§ WAS ZU TUN IST: Führe den Artikel über das EuGH-Urteil zum Umsatzsteuersatz für Eintrittskarten zu Freizeitparks im Anschluss an seinen letzten Satz weiter.

Zurück zur Übersicht
URL: http://www.deloitte-tax-news.de/steuern/indirekte-steuern-zoll/eugh-verkauf-von-eintrittskarten-zu-freizeitparks-kann-dem-ermaessigten-umsatzsteuersatz-unterliegen.html
21.10.2021
Indirekte Steuern/Zoll

EuGH: Verkauf von Eintrittskarten zu Freizeitparks kann dem ermäßigten Umsatzsteuersatz unterliegen

Der EuGH hat sich zu der Frage geäußert, unter welchen Voraussetzungen die unterschiedliche Besteuerung von Freizeitparks und ortsungebundenen Schaustellern mit Unionsrecht vereinbar ist. Ob Eintrittstickets in Freizeitparks mit 7% Umsatzsteuer verkauft werden können, entscheidet nun das Finanzgericht Köln.

Datenliste
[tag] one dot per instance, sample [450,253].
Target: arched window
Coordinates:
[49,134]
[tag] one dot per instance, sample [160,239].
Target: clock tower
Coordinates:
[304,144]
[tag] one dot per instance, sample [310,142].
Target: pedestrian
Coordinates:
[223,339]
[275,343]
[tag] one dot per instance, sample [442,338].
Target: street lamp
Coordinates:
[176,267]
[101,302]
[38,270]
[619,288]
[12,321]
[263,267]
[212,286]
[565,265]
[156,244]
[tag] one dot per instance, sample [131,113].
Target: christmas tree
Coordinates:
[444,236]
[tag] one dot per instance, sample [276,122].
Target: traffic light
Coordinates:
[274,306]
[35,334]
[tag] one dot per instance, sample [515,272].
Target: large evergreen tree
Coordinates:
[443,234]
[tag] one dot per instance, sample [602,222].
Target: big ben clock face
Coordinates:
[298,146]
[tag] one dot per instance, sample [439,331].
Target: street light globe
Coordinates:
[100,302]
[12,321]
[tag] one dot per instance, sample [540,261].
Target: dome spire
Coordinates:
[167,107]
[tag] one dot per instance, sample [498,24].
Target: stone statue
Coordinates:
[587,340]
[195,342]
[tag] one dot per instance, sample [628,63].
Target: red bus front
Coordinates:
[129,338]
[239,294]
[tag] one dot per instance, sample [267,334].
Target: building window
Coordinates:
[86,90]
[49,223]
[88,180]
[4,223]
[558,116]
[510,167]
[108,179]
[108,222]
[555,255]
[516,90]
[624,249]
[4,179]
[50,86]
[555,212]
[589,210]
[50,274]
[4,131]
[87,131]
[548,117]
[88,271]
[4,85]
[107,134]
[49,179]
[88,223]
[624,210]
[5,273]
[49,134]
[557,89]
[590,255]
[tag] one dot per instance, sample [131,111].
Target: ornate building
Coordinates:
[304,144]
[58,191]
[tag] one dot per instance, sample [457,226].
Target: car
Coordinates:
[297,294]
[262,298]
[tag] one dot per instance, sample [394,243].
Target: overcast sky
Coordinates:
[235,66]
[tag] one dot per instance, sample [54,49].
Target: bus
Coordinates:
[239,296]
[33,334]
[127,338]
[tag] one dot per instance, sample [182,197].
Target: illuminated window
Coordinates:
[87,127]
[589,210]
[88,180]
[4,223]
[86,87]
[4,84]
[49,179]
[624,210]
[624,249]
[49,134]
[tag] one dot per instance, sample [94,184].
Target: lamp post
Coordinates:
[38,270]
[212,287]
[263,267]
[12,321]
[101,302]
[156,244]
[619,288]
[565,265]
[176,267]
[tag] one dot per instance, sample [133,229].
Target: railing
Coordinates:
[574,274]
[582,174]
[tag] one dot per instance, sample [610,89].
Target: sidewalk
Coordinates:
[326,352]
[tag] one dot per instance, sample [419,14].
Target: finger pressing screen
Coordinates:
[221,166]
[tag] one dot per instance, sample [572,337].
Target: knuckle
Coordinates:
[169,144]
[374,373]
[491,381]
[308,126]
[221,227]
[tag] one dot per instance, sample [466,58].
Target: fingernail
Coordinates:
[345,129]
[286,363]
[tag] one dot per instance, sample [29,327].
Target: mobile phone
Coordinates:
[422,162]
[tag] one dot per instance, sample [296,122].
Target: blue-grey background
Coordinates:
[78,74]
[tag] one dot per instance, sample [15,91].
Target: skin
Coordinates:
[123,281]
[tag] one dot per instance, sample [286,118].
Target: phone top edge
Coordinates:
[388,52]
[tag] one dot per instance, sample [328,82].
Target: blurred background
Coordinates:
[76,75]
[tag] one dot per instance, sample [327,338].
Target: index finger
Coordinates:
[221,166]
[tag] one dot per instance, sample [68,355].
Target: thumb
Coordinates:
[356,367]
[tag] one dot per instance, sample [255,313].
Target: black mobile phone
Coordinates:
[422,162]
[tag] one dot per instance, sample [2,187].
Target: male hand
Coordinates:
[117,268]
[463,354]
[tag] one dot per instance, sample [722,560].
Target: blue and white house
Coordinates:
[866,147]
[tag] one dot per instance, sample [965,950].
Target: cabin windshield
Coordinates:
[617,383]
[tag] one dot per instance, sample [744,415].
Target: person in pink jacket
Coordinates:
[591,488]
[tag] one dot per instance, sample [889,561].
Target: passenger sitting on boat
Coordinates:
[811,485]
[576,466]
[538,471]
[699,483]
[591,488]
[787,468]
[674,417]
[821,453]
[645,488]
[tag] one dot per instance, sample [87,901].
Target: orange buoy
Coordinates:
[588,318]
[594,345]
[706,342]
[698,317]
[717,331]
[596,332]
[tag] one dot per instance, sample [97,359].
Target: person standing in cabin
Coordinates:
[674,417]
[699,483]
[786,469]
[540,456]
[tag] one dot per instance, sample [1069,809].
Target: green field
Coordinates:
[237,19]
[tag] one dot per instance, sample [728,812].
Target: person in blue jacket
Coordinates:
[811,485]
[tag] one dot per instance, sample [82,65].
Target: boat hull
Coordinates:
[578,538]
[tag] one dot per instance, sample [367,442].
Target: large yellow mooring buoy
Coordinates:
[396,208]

§ AUSGABE UNTEN:
Hintergrund

Die deutsche Rechtspraxis behandelt die Leistungen von Freizeitparks mit dem Regelsteuersatz, während die Leistungen von ortsungebundenen Schaustellern auf Jahrmärkten oder Rummelplätzen dem ermäßigten Steuersatz unterliegen. Der Betreiber des Freizeitparks Phantasialand in Brühl wollte diese unterschiedliche Besteuerung nicht hinnehmen und klagte vor dem Finanzgericht Köln. Er argumentierte, die Leistungen von Freizeitparks und Jahrmärkten würden sich aus Sicht der Verbraucher ähneln und dieselben Bedürfnisse befriedigen. Das Finanzgericht Köln hatte Zweifel, ob die unterschiedliche umsatzsteuerrechtliche Behandlung mit dem Unionsrecht vereinbar ist, und stellte dem EuGH im Rahmen eines Vorabentscheidungsersuchens Fragen zur Auslegung des zugrundeliegenden europäischen Rechts.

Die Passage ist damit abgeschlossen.